→ **Exercise instructions**
A) Update the stretch of the MS stem cell article from "But eventually, most" through "never gets repaired." by replacing "remissions" with "periods of recovery".
B) In the MS stem cell article, what protein did Crocker's lab block so that the oligodendrocytes developed normally?
C) Pick up the MS stem cell article after its last sentence and keep writing.

→ **Page extract**
• • • • •
Brain stem cells age faster in multiple sclerosis patients
Brain stem cells in people with the most severe form of multiple sclerosis look much older than they really are, according to a study led by UConn Health and published in the Proceedings of the National Academy of Sciences (PNAS). The prematurely old cells act differently in the brain than normal ones, and could be the key to new treatments for the disease.
Multiple sclerosis (MS) disrupts the nerves' ability to transmit signals around the body. MS can make it hard to walk or hold a pen, for example. The problem is caused by inflamed and degenerating insulation around the nerves, called myelin. Just like a wire with frayed insulation, nerves with damaged myelin can short out or pick up stray signals. Fortunately, most people with MS have long periods of remission, when they recover and can walk and live as they did before developing the disease.
But eventually, most people with MS develop progressive disease, in which their symptoms get steadily worse. And some people actually start out with progressive disease, called primary progressive MS.
Currently, there is only one drug for progressive disease, and it slows the progression but does not halt it.
UConn Health neuroscientist Stephen Crocker wants to better understand progressive MS so that new treatments might be found. In the past, he and his colleagues had shown that the brain stem cells from people with primary progressive MS prevent oligodendrocytes, the cells that form myelin, from maturing. It's something the brain stem cells are doing and it was likely why people with primary progressive MS never have remissions—the insulation around their nerve cells never gets repaired.
Now, Crocker and his colleagues report that brain stem cells from primary progressive MS patients look prematurely old. Brain stem cells examined by neurologist Anna Williams at the University of Edinburgh, Valentina Fossati at the New York Stem Cell Foundation, and Crocker's lab all looked to be decades older than otherwise similar cells from healthy people of the same age, as judged by standard cell age markers.
And the team found that not only do the brain stem cells from primary progressive MS patients look older—they also act older. An analysis done by Paul Robson at the UConn—Jackson Laboratories for Genomic Medicine Single Cell Center showed that oligodendrocytes exposed to the patients' stem cells start expressing different genes. This may explain why the myelin is compromised.
Intriguingly, the research group figured out that many of the genes activated in the oligodendrocytes were being prodded by a specific protein, a protein that the MS patients' stem cells were producing at high levels. Crocker's lab demonstrated that when they blocked this protein, HMGB1, the oligodendrocytes then developed normally.
• • • • •
→ **Supplied data**

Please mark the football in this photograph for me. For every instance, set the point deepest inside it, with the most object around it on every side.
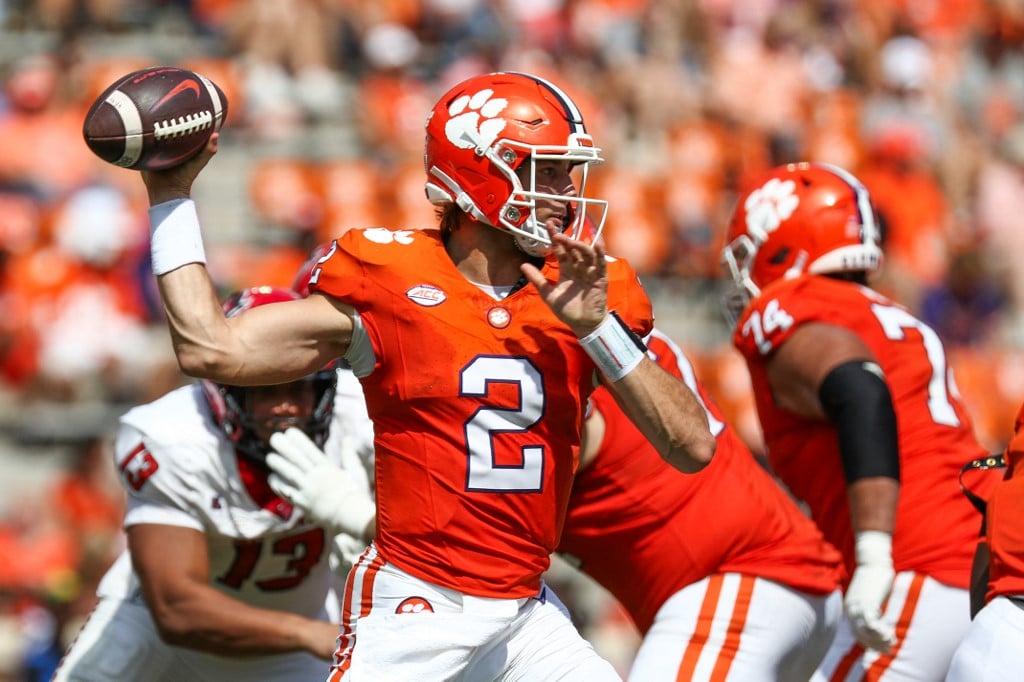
• • • • •
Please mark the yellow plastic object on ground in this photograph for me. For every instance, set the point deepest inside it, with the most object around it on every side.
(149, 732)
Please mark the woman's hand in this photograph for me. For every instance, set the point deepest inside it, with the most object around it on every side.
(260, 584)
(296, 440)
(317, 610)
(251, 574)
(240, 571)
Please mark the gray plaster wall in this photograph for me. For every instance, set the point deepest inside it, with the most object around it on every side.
• • • • •
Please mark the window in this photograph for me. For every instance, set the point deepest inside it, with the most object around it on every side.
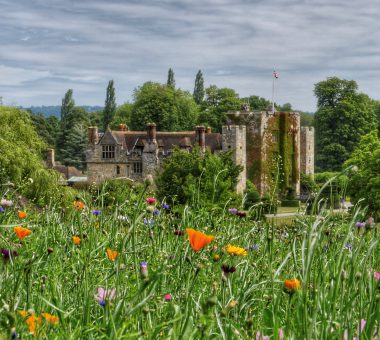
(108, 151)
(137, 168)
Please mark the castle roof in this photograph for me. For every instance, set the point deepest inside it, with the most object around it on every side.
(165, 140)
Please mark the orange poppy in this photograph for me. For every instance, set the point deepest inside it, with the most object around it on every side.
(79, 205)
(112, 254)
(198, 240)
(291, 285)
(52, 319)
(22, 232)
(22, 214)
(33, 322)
• • • • •
→ **Responses by item number**
A)
But eventually, most people with MS develop progressive disease, in which their symptoms get steadily worse. And some people actually start out with progressive disease, called primary progressive MS.
Currently, there is only one drug for progressive disease, and it slows the progression but does not halt it.
UConn Health neuroscientist Stephen Crocker wants to better understand progressive MS so that new treatments might be found. In the past, he and his colleagues had shown that the brain stem cells from people with primary progressive MS prevent oligodendrocytes, the cells that form myelin, from maturing. It's something the brain stem cells are doing and it was likely why people with primary progressive MS never have periods of recovery—the insulation around their nerve cells never gets repaired.

B) HMGB1

C)
"This protein actively blocks the ability of oligodendrocytes to mature. We did not know that before. It had been found in lesions, and it has been associated with inflammation, but it was thought to be just exciting the immune system. Now we can see if we block that protein, we dramatically improve the oligodendrocyte's growth," Crocker says.
"Primary progressive MS is a devastating disease for which we are still missing effective treatments, and regenerating myelin is a major need that current therapeutics have not met," said Dr. Fossati. "We are excited that the study of human stem cells in a dish led to the discovery of a new disease mechanism that could be targeted in much-needed therapeutics for progressive MS patients."
"We believe that understanding the differences between brain stem cells from people with MS and those from healthy people will hold vital clues to developing much-needed treatments," Williams says.
Crocker's lab also found that treating the brain stem cells with rapamycin helped the cells develop normally. Rapamycin is a drug that can be used to suppress the immune system. Rapamycin had already been tested in relapsing-remitting MS patients and found not to help. But it might help patients with the progressive form of the disease.
"Recent studies have shown that drugs designed to target aging processes such as senescence may slow the onset and progression of many different chronic diseases, including cancer, atherosclerosis, stroke and Alzheimer's disease, for which aging is a major risk factor. This work could have a great impact on the clinical treatment of MS since it opens up an entirely new direction to explore as a possible approach to slowing the progression of the disease," says George Kuchel, director of UConn Health's Center on Aging.
The next step will be to look at brain stem cells from people with the relapsing-remitting form of MS to see if, and when, these changes associated with aging begin. And to see if they can be avoided, slowed, or reversed.
"Brain regenerative therapies are already in clinical trials," Crocker says, and could potentially be tuned to help regrow the myelin in MS patients' nervous systems. "We know MS is not a disease of the aged, but it may be a disease of aging. Knowing this, we now want to know how this process can be targeted to enhance myelin repair in patients."